> [Data entries]:
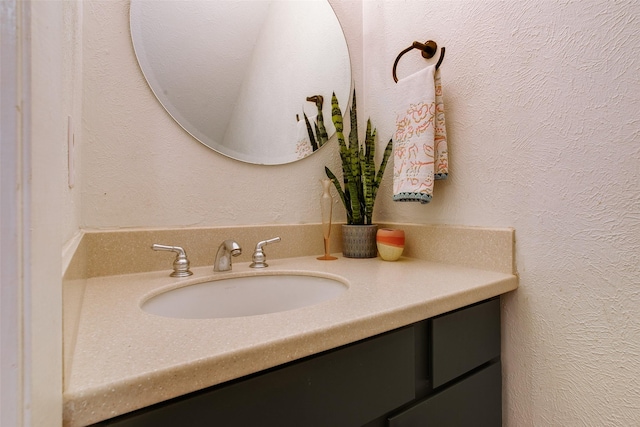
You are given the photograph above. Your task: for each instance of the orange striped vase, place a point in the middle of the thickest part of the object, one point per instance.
(390, 243)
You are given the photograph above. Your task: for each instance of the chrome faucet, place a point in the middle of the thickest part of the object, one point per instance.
(259, 258)
(226, 250)
(180, 264)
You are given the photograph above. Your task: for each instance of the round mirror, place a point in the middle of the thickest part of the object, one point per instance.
(236, 74)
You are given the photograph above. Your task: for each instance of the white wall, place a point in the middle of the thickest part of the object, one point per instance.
(51, 70)
(542, 101)
(542, 106)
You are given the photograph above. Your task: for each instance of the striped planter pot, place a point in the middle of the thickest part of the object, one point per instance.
(359, 241)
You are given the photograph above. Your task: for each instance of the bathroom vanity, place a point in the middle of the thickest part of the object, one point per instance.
(408, 341)
(443, 371)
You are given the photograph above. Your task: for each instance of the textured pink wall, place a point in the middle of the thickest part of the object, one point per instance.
(542, 112)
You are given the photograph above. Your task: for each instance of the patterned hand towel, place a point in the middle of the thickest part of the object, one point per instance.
(420, 142)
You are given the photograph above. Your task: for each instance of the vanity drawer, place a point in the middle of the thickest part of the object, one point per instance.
(344, 387)
(463, 340)
(475, 401)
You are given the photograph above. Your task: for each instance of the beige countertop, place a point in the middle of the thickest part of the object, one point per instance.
(124, 358)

> [Task goal]:
Format the data above as a JSON array of strings with one string per line, skipping blank lines and leaving out the pictures.

> [Exercise answer]:
[
  "You are given the photograph above. Your task: for each instance of the orange striped vase, place a point in the middle of the thickest part of the object, one point per instance.",
  "(390, 243)",
  "You are given the photograph above. Your task: for each instance of the chrome faucet, place a point in the middle of the thickest part of the object, one point per instance.",
  "(259, 258)",
  "(226, 250)",
  "(180, 264)",
  "You are given the photograph above. Your task: for each instance of the round mirror, place a point in the middle of the thickest part of the object, one point per instance.",
  "(236, 74)",
  "You are given the photograph above. Your task: for each instance of the white wall, place a point in the middle of the thickest part of the object, one point per instance.",
  "(51, 70)",
  "(542, 101)",
  "(542, 106)",
  "You are given the photograph above. Your task: for each instance of the striped planter pot, place a point in the middle of the thickest part of the object, one point per instance.",
  "(359, 241)",
  "You are given the photograph above. Your task: for each instance of the bathroom vanity, place a point in the middle of the thickest part of the object, one point per instance.",
  "(408, 341)",
  "(443, 371)",
  "You are given the photograph above. Your task: for each instance of the textured pink wall, place a point in the middle of the thickest part of the object, one point per instance.",
  "(542, 112)",
  "You are given the photograph above. Your task: for each instance of the patterned hand towel, place a point in the middle of the thickest part of the object, one point per instance.",
  "(420, 142)",
  "You are given the photograph above. Your task: for each instance of the vanity drawer, place a point in the middle of the thickest part of the object, one point per instance.",
  "(344, 387)",
  "(463, 340)",
  "(475, 401)",
  "You are given the photograph above. Your task: for each instance of the beige countertop, place a point in the middle of the thickest part of the object, one point per instance.",
  "(124, 358)"
]